:: What you are asked to do ::
Please render the items as a Markdown table, from the first line through the line containing "[[88, 61], [29, 57]]", both included and nothing past it. Use the columns Row and Line, number each row, and leave out blank lines.

● ● ● ● ● ● ●

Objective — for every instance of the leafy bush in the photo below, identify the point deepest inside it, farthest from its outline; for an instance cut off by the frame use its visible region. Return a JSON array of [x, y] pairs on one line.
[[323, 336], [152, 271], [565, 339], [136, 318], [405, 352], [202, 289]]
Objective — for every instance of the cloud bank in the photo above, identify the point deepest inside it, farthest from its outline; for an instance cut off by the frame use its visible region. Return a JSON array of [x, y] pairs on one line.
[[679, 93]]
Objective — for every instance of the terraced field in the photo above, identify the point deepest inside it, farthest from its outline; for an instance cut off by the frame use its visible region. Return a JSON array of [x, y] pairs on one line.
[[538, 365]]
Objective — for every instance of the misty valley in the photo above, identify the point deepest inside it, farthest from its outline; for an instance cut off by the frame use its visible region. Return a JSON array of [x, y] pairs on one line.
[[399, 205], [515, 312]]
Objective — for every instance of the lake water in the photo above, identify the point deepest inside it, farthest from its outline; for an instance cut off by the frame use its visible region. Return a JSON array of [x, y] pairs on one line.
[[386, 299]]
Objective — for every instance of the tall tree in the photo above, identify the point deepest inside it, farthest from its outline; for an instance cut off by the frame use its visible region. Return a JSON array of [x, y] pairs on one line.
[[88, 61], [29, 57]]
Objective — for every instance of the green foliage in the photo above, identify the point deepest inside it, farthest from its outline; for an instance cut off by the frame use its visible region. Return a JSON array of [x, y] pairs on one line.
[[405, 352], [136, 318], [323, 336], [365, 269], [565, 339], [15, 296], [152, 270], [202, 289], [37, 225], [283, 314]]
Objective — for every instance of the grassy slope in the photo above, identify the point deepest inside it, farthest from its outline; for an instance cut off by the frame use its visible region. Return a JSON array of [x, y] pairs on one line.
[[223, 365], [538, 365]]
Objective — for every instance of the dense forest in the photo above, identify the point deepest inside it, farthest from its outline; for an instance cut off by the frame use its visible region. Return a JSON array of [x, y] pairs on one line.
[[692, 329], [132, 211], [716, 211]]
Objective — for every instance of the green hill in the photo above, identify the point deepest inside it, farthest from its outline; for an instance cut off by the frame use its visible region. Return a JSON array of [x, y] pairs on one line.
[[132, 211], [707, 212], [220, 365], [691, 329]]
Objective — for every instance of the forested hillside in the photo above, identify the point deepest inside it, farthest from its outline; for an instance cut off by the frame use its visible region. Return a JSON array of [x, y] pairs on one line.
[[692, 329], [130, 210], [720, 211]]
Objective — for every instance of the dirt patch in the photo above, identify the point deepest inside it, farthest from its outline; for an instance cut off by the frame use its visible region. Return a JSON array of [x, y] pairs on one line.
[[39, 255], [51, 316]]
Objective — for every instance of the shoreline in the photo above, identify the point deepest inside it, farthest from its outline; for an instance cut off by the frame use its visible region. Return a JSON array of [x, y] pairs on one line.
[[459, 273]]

● ● ● ● ● ● ●

:: Written response ::
| Row | Line |
|---|---|
| 1 | Objective — for every instance of the leafy bush in the photo below, identify the point deepest inside it, farthest from its outline; for an instance cut off by the frame use its visible region. Return a JSON array of [x, y] pairs on one line. |
| 2 | [[323, 336], [152, 271], [565, 339], [136, 318], [405, 352], [202, 289]] |
| 3 | Objective — for every instance of the cloud bank in the photo above, identify the point deepest inside it, farthest from its outline; for an instance cut off by the frame use its visible region. Return a JSON array of [x, y] pairs on one line. |
| 4 | [[679, 93]] |
| 5 | Objective — for every instance of the terraced field in the photo above, identify the point deepest inside it, farthest from its outline; for an instance cut off by the frame use its visible region. Return a JSON array of [x, y] pairs on one line. |
| 6 | [[538, 365]] |
| 7 | Objective — for every instance of the misty valley in the photo above, identify the point deepest inside it, farthest from its outline; for an instance cut off by the frame use its visible region. Return a JSON array of [x, y] pairs on one line. |
| 8 | [[399, 205], [515, 312]] |
| 9 | Objective — for every instance of the lake water in the photo above, identify the point deepest inside it, farthest from its outline; for an instance cut off by the frame use its visible region. Return a JSON array of [x, y] pairs on one line. |
| 10 | [[386, 299]] |
| 11 | Objective — for every instance of the tall tree in the photo above, identify the point deepest inside it, farthest from its outline; for an instance cut off by the frame use its visible region. Return a JSON array of [x, y] pairs on one line. |
| 12 | [[88, 61], [29, 57]] |